Task goal: Each line of the data is to be output verbatim, with the images removed.

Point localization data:
======
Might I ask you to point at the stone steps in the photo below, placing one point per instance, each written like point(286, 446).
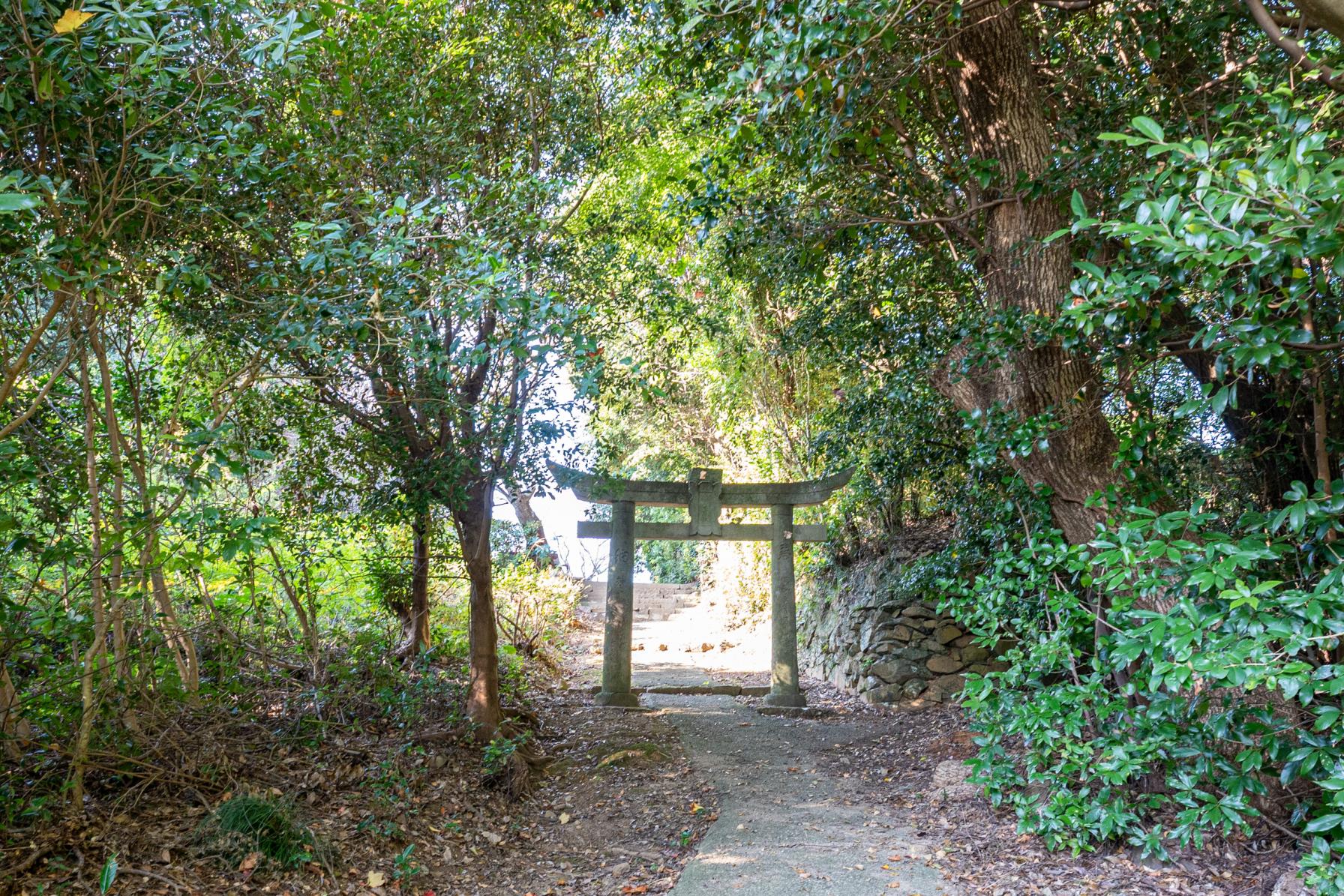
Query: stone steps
point(652, 602)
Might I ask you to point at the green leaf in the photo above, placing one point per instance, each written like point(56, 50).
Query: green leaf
point(1324, 823)
point(18, 202)
point(1148, 128)
point(108, 875)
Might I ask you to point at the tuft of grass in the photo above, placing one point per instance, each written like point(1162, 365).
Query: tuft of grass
point(245, 825)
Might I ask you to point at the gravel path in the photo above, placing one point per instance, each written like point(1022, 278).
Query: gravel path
point(785, 825)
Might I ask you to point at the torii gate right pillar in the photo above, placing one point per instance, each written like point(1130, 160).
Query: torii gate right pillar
point(784, 621)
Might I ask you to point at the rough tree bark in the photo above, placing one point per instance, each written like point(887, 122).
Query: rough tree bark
point(414, 617)
point(473, 531)
point(1003, 118)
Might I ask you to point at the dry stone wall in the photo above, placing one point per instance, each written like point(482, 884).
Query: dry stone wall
point(872, 631)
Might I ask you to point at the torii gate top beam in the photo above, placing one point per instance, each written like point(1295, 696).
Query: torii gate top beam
point(605, 490)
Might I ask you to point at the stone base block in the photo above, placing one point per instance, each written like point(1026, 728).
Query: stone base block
point(619, 700)
point(794, 700)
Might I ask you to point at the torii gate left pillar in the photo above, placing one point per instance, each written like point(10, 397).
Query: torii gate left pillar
point(704, 495)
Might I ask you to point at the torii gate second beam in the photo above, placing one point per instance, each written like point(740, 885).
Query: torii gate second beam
point(704, 495)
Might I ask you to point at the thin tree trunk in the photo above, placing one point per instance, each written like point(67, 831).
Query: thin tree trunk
point(93, 658)
point(14, 728)
point(118, 478)
point(416, 617)
point(483, 695)
point(1003, 117)
point(178, 640)
point(305, 625)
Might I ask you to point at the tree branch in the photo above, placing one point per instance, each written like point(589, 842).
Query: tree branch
point(1265, 19)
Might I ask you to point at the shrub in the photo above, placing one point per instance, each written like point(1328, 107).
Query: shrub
point(248, 824)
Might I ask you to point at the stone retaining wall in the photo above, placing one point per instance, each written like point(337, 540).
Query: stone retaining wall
point(866, 631)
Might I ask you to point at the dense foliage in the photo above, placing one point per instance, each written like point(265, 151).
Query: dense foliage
point(292, 296)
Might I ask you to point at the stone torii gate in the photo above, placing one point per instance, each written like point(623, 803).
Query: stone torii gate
point(704, 495)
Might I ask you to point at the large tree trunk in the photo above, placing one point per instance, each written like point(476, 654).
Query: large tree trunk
point(416, 617)
point(1003, 117)
point(483, 695)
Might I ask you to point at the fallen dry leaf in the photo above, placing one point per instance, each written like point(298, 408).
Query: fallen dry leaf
point(70, 20)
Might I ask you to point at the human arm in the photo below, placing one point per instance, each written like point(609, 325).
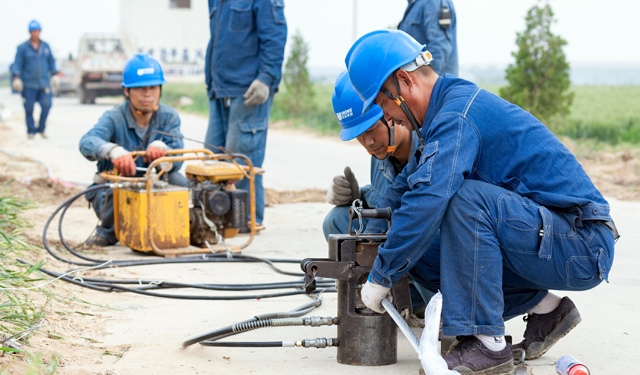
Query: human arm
point(272, 34)
point(447, 159)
======
Finished exercise:
Might I ask you to point at the stone steps in the photo below, placing one point per instance, each written like point(286, 446).
Query: stone steps
point(652, 602)
Might I ask you to point at the green leaf in the photo above, placing one point per instance, each written like point(56, 50).
Query: green leaf
point(1324, 823)
point(18, 202)
point(1148, 128)
point(108, 875)
Might I ask you to point at the tuft of grass in the photo above, placing one point per instance, each written like point(1162, 365).
Query: tuft of grass
point(245, 825)
Might I ask you to point at the gravel path in the photo above, placing one point per instance, each written like point(1022, 278).
Query: gravel path
point(785, 825)
Might I ask you to point at the torii gate right pillar in the photo above, placing one point per instance, each written like point(1130, 160).
Query: torii gate right pillar
point(784, 621)
Might I ask you to point at the rough tree bark in the photo above, placing one point per instance, each written like point(887, 122).
Query: rough tree bark
point(414, 617)
point(473, 531)
point(1003, 118)
Might I ask you to point at the dry stone wall in the photo above, placing one point per instance, each written like point(482, 884).
Query: dry stone wall
point(872, 631)
Might I ask you to point at the torii gate top beam in the photo above, placing one point per instance, each written like point(1295, 696).
Query: torii gate top beam
point(605, 490)
Might I ask you to point at the stone base block in the photo above, placing one point per instance, each written like point(1026, 728).
Query: stone base block
point(619, 700)
point(794, 700)
Might I ask you to point at the torii gate left pillar in the photo above, placing one point per instance, each written like point(10, 397).
Query: torii gate left pillar
point(704, 495)
Might I ask you to point at the torii gate second beam in the photo above, placing one point per instance, each written like point(740, 885).
Query: torii gate second beam
point(704, 495)
Might I ask you to point at the thin tree trunk in the photo above, placing one point per instance, each written like point(67, 831).
Query: thin tree trunk
point(93, 658)
point(14, 728)
point(118, 478)
point(416, 617)
point(483, 695)
point(1003, 117)
point(178, 640)
point(305, 625)
Might I ask you to point at the tree branch in the photo above, placing one point per instance, each written like point(589, 842).
Query: tree branch
point(1265, 19)
Might I ask you to point at the shrub in the photo above, placing one point per instance, each written like point(1328, 107).
Query: shrub
point(248, 824)
Might I ask you to point at the stone retaining wall in the photo above, placing one point per instance, each written like point(337, 540).
Query: stone retaining wall
point(866, 631)
Might I ask you to point at the dense foliage in the photo above, placing one point per instance, each written like point(265, 151).
Query: dense foliage
point(292, 296)
Might I ask you to point at the stone torii gate in the photo above, placing one point per instance, each written like point(623, 803).
Query: stone torii gate
point(704, 495)
Might I ask you to point at the large tree trunk in the photo above, placing one point per instance, each written like point(476, 654).
Query: large tree trunk
point(416, 617)
point(1003, 117)
point(483, 695)
Might I ask you to point at the fallen dry leaf in the photo above, placing one point per instance, each written like point(298, 408).
Query: fallen dry leaf
point(70, 20)
Might I ask you to point at the human arm in the photo below, placing one point per instance, each written like point(609, 325).
Query: human arm
point(272, 34)
point(447, 159)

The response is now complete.